Repeat every record below exactly, omitting any pictures.

▶ PROVIDED DATA

* start *

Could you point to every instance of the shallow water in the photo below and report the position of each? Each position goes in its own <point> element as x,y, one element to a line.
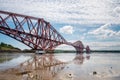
<point>62,66</point>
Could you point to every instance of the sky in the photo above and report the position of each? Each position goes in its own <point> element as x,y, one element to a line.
<point>94,22</point>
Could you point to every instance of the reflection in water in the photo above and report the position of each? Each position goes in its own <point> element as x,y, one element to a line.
<point>43,67</point>
<point>79,59</point>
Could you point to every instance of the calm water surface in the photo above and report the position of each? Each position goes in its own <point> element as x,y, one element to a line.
<point>62,66</point>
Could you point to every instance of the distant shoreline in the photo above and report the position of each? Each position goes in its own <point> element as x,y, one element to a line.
<point>59,51</point>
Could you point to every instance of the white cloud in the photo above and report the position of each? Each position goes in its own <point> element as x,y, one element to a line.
<point>67,29</point>
<point>105,32</point>
<point>66,11</point>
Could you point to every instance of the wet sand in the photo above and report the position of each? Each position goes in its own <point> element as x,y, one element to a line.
<point>81,67</point>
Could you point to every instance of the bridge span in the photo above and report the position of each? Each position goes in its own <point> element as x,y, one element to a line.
<point>33,32</point>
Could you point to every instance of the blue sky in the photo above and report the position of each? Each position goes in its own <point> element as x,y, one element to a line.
<point>94,22</point>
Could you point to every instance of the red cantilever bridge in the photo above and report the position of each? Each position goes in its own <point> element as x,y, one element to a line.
<point>33,32</point>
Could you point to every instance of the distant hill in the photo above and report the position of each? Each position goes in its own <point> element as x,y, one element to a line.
<point>8,47</point>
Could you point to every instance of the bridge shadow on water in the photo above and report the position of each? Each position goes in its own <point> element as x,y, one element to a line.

* end *

▶ EXPECTED ANSWER
Could you point to every instance of the shallow water in the photo below and report the position of each? Each position goes in its own <point> element as x,y, one element to a line.
<point>62,66</point>
Could you point to every instance of the sky in the photo above and report the position of each? Each position goes in its own <point> element as x,y, one element to a line.
<point>94,22</point>
Could you point to every instance of the reflection in water in the photo above and report the position of each? Each position goes in its own <point> element as x,y, one element to a line.
<point>43,67</point>
<point>79,59</point>
Could you point to every instance of the calm water surface in the photo above and report the position of each? Each position goes in its own <point> element as x,y, one element to a line.
<point>62,66</point>
Could you point to every instance of the distant shoreline in the photo above and report the position of each? Each position goes in its own <point> element as x,y, one element to a line.
<point>59,51</point>
Could you point to every instance of the white cloud in the photo above and report the position of each? Each position goes in its own <point> element as x,y, one element to a line.
<point>67,29</point>
<point>105,32</point>
<point>66,11</point>
Could you point to every instance of the wet sand in the photo above and report the position of each? Each position goes in its own <point> element as x,y, one element to a line.
<point>81,67</point>
Could you point to every instance of the bridge span in the photo above and report the position of each? Each position goes in its own <point> element as x,y, one element to a line.
<point>33,32</point>
Could you point to every instance of the blue sky in the photo above and report the position of each? Each position goes in its own <point> element as x,y, one element to a line.
<point>94,22</point>
Could you point to every instance of the red cantilever bridge in the photo above and report the position of each? Each position goes in its own <point> element as x,y, one element to a line.
<point>33,32</point>
Could you point to every instance of the distant hill in the photo above and report the position of each? Each position goes in its own <point> element as x,y, one element to a line.
<point>8,47</point>
Could you point to every instance of the bridge shadow on water in the photo above and report the position of each? Each position goes in its own <point> element as x,y, one element to a line.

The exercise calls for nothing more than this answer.